====== Data listing ======
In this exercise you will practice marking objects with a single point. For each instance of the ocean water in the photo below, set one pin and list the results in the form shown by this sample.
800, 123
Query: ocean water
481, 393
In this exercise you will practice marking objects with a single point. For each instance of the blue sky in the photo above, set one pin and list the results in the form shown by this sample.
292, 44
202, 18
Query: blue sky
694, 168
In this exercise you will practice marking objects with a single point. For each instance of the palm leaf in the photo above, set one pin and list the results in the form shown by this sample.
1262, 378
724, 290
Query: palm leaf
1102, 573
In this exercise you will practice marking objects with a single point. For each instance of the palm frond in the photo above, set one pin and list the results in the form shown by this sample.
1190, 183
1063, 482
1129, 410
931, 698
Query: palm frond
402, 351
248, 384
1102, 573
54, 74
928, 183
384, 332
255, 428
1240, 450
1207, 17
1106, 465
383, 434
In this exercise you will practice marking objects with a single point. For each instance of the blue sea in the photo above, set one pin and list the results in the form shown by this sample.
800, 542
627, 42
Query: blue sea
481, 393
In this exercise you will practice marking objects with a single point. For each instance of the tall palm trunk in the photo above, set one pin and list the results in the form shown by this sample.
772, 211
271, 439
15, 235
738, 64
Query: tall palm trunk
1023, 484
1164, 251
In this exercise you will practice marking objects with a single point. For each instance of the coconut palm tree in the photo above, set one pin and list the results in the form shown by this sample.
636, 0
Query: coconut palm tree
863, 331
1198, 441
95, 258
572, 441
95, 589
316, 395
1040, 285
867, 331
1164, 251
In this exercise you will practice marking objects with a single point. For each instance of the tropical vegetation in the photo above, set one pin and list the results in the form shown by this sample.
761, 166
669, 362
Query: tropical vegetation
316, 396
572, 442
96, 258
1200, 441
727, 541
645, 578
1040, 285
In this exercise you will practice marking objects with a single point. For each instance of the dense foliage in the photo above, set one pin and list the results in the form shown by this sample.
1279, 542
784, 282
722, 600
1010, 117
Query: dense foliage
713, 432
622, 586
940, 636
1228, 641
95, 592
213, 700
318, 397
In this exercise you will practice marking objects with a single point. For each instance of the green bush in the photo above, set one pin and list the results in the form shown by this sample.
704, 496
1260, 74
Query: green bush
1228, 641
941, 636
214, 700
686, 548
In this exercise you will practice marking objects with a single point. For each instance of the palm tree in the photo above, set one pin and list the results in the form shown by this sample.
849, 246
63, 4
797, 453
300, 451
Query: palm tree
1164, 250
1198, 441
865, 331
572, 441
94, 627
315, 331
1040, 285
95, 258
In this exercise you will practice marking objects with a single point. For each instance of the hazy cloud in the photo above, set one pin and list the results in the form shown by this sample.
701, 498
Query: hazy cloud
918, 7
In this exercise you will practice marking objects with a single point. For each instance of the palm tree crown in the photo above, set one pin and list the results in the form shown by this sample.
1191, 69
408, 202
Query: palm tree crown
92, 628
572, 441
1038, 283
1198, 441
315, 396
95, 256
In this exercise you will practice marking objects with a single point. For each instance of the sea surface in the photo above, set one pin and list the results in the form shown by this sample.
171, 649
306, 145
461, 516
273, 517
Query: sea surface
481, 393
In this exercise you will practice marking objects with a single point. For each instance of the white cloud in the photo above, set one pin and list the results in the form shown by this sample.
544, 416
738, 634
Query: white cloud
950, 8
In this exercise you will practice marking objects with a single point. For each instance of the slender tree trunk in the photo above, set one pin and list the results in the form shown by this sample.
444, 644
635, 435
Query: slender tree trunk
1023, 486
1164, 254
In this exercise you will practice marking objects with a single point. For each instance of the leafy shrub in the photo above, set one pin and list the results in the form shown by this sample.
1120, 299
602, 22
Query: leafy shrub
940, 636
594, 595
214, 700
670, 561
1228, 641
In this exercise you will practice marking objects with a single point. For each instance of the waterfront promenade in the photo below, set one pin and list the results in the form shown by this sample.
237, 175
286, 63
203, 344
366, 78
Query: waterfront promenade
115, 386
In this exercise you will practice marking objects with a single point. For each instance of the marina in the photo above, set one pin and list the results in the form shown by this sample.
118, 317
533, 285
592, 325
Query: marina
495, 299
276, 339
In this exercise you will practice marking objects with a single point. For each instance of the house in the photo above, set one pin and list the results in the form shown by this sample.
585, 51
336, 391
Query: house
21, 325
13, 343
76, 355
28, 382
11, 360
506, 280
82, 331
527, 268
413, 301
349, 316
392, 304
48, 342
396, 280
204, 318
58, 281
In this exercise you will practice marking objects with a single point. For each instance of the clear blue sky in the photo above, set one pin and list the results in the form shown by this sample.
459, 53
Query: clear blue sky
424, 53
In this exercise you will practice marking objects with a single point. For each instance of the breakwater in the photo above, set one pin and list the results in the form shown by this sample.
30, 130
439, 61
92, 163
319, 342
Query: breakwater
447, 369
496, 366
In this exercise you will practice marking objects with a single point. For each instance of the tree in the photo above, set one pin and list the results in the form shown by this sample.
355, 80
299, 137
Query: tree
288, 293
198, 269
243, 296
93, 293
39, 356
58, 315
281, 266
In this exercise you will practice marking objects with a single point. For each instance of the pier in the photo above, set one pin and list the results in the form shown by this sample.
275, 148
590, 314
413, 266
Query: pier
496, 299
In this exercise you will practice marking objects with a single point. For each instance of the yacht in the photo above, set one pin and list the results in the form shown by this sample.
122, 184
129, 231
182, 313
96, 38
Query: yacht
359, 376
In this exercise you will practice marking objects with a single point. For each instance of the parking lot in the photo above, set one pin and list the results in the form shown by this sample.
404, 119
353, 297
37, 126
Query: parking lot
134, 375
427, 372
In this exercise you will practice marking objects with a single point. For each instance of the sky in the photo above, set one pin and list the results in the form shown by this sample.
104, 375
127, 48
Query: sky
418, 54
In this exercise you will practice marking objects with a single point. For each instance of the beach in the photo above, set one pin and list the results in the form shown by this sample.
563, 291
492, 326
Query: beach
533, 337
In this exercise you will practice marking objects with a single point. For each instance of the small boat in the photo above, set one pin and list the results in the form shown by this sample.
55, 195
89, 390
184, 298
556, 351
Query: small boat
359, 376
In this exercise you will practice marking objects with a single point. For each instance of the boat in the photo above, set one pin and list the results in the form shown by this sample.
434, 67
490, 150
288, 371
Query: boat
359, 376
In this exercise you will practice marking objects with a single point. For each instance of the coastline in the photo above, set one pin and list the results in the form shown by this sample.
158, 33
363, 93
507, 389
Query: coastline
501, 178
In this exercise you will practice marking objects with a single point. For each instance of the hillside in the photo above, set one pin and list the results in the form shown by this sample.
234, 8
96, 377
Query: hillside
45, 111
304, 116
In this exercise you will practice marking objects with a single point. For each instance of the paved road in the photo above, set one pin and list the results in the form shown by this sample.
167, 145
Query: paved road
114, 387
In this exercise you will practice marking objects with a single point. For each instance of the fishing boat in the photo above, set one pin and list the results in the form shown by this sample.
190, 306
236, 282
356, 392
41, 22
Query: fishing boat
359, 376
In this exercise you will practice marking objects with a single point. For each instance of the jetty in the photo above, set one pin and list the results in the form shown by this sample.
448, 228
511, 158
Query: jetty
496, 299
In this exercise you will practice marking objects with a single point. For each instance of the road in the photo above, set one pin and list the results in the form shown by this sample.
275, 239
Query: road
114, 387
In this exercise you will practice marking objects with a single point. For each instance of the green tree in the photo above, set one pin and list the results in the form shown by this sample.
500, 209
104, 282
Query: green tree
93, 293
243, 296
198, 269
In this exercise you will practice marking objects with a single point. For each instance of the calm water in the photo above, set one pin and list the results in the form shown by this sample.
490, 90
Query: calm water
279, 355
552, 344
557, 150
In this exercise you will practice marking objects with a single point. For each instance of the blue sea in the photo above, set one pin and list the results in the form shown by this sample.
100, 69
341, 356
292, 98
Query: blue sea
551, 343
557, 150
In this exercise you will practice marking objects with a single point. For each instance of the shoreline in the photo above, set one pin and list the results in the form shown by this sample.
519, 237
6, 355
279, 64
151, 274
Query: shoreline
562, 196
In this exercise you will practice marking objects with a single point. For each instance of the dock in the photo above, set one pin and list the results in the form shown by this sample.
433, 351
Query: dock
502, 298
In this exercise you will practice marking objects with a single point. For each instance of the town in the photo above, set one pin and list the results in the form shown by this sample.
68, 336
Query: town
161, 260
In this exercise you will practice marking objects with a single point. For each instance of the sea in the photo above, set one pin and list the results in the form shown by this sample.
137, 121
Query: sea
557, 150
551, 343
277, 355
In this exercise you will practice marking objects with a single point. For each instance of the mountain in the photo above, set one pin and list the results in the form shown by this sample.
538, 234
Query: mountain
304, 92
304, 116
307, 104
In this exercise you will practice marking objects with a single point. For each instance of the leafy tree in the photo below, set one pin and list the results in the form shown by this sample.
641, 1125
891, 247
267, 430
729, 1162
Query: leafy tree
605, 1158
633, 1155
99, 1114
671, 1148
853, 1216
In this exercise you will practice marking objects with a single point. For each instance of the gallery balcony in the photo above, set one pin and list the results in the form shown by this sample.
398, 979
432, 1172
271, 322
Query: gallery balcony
======
Set down, unchanged, the line that contains "the leafy tree" together with every later line in the records, through the last one.

In this exercise you will practice marking objects with a single point. For each instance of the leafy tree in the photo below, set one pin and list the results in the form shown by this sample.
641, 1125
891, 247
267, 430
729, 1162
Query: leafy tree
605, 1158
633, 1155
99, 1114
671, 1148
853, 1216
In this exercise you will practice marking objects with a single point. For each instance of the gallery balcony in the photo above, set one pin and list the results in the form shown by this sample.
398, 979
432, 1172
271, 322
Query: gallery balcony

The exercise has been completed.